TASK DIRECTIONS — Reproduce word for word the rows below, starting with the line that contains "Find the sepia-toned" and continuing through the last line of the rows, both ends included.

###

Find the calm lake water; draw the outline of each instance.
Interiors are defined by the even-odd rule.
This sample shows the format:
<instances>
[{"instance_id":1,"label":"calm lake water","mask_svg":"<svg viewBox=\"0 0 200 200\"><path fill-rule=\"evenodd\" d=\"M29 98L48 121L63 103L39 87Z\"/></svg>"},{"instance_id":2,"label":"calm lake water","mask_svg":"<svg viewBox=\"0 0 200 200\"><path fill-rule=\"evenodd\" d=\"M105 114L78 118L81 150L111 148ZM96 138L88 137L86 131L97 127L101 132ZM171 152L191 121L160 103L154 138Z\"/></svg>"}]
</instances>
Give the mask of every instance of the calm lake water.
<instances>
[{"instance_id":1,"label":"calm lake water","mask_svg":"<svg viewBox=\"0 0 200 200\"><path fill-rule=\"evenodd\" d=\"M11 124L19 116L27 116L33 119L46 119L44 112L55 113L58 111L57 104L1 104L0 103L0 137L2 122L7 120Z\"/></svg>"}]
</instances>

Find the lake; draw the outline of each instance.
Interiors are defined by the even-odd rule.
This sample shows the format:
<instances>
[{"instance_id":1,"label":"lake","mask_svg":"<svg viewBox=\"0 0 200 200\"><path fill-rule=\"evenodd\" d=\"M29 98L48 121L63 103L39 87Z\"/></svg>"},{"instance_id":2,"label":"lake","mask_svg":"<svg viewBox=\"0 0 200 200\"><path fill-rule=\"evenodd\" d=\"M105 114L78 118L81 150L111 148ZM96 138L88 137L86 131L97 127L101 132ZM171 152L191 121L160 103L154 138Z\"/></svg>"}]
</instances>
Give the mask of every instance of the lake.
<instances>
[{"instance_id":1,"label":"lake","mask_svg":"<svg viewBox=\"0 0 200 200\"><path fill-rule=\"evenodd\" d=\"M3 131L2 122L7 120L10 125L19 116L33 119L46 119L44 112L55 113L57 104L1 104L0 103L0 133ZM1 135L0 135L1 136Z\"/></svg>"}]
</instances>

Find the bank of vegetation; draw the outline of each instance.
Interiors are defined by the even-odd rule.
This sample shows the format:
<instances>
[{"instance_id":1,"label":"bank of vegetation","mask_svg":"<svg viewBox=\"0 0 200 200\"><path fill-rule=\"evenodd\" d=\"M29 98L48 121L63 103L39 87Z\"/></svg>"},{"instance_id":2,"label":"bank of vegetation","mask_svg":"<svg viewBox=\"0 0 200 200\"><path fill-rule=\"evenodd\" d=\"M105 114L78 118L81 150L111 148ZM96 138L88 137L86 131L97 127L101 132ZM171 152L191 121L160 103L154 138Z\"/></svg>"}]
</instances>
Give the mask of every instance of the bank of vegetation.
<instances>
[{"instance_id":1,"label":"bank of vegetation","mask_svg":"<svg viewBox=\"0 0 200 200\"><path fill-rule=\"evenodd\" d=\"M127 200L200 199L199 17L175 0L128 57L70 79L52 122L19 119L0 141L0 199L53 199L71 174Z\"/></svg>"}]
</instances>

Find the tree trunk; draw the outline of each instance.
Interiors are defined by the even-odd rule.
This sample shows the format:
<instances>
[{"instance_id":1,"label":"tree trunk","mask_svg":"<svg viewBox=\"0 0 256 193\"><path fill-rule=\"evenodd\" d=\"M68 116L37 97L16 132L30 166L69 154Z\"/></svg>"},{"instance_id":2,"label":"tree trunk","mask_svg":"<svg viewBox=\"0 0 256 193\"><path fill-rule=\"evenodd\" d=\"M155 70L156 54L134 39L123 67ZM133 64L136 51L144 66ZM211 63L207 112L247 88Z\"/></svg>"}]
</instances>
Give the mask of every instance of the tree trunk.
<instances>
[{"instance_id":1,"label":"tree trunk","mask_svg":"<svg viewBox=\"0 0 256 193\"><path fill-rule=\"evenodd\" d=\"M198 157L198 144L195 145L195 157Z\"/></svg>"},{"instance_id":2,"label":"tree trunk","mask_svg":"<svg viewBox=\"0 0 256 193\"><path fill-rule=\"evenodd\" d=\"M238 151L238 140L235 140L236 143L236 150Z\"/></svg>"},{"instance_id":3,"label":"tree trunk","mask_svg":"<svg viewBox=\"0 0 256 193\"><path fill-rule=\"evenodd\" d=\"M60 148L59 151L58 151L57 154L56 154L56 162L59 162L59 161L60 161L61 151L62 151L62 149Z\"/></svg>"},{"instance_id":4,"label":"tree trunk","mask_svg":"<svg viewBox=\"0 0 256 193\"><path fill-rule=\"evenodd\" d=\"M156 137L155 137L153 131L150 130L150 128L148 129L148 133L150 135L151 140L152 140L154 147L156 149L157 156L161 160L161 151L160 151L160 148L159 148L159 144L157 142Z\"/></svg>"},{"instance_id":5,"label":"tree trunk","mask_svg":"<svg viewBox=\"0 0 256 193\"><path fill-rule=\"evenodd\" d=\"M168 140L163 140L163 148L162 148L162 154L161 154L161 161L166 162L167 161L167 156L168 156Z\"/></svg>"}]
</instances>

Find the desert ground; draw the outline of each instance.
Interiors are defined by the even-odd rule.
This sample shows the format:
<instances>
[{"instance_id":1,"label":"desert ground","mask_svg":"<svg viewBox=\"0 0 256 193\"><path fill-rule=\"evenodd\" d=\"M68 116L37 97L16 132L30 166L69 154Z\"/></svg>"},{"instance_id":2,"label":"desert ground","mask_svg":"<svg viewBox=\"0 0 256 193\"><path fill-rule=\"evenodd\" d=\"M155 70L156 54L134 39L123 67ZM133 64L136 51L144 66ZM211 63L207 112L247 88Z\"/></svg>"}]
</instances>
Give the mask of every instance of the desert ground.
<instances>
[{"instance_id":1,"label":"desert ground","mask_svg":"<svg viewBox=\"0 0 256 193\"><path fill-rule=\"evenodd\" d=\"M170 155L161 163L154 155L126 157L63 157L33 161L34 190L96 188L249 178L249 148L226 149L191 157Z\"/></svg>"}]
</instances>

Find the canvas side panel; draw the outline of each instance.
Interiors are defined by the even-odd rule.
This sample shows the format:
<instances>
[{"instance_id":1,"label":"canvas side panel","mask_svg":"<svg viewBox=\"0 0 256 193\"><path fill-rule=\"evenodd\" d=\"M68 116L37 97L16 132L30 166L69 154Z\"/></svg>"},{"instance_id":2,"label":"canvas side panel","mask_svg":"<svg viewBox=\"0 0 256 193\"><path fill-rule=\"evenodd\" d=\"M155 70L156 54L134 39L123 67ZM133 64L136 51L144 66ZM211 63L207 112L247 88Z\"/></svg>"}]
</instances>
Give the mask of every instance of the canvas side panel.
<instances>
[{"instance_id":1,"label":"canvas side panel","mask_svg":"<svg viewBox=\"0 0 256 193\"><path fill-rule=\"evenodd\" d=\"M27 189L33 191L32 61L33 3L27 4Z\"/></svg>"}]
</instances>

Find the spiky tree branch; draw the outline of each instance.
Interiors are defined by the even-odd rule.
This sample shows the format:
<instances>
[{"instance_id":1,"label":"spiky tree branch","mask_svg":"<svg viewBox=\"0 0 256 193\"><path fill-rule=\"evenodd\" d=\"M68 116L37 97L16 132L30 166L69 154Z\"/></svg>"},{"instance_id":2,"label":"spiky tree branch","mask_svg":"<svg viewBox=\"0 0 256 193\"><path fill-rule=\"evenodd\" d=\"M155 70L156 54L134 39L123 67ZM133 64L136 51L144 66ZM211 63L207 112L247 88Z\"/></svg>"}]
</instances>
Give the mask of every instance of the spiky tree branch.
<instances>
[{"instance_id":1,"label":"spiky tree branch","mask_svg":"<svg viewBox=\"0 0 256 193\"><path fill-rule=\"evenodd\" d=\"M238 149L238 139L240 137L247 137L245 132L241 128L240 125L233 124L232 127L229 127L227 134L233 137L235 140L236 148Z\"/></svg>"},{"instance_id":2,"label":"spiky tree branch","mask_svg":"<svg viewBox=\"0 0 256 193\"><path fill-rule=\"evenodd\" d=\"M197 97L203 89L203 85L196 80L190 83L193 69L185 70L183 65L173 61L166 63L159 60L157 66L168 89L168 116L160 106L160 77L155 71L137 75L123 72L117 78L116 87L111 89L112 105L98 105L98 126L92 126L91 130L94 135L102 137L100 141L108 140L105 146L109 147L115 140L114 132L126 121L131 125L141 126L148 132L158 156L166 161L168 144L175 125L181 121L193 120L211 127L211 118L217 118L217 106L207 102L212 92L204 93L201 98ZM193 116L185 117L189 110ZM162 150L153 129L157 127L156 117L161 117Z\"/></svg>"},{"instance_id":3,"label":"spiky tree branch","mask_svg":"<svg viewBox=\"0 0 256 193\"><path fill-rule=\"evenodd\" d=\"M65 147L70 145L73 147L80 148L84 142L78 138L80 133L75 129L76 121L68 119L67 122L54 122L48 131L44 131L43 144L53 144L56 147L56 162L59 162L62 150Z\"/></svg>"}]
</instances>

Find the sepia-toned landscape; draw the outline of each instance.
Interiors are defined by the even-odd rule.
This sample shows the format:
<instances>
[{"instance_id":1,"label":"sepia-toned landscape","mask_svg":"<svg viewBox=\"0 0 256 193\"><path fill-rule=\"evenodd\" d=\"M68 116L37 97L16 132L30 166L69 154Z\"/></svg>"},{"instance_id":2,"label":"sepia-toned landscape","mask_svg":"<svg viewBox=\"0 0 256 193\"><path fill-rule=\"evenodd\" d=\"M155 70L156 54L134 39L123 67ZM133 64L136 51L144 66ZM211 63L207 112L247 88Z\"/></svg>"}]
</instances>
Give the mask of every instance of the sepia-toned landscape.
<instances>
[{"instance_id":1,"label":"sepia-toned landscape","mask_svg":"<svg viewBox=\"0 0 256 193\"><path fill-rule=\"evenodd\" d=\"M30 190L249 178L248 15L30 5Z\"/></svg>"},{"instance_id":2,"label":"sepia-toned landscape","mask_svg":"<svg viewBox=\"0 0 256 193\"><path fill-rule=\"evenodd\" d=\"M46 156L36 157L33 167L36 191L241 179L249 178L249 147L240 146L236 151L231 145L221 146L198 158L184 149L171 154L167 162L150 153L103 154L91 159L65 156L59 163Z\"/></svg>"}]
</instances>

###

REPLY TO THE EXERCISE —
Find the sepia-toned landscape; draw the outline of each instance.
Interiors are defined by the even-odd rule.
This sample shows the format:
<instances>
[{"instance_id":1,"label":"sepia-toned landscape","mask_svg":"<svg viewBox=\"0 0 256 193\"><path fill-rule=\"evenodd\" d=\"M68 116L37 97L16 132L30 166L69 154Z\"/></svg>"},{"instance_id":2,"label":"sepia-toned landscape","mask_svg":"<svg viewBox=\"0 0 256 193\"><path fill-rule=\"evenodd\" d=\"M155 70L156 54L134 39L123 67ZM133 64L136 51L144 66ZM211 63L207 112L247 88Z\"/></svg>"}]
</instances>
Give the mask of every instance of the sepia-toned landscape.
<instances>
[{"instance_id":1,"label":"sepia-toned landscape","mask_svg":"<svg viewBox=\"0 0 256 193\"><path fill-rule=\"evenodd\" d=\"M30 190L249 178L248 15L30 5Z\"/></svg>"},{"instance_id":2,"label":"sepia-toned landscape","mask_svg":"<svg viewBox=\"0 0 256 193\"><path fill-rule=\"evenodd\" d=\"M46 156L36 157L33 167L36 191L241 179L249 178L249 147L240 146L236 151L231 145L221 146L198 158L184 149L171 154L167 162L150 153L103 154L91 159L65 156L59 163Z\"/></svg>"}]
</instances>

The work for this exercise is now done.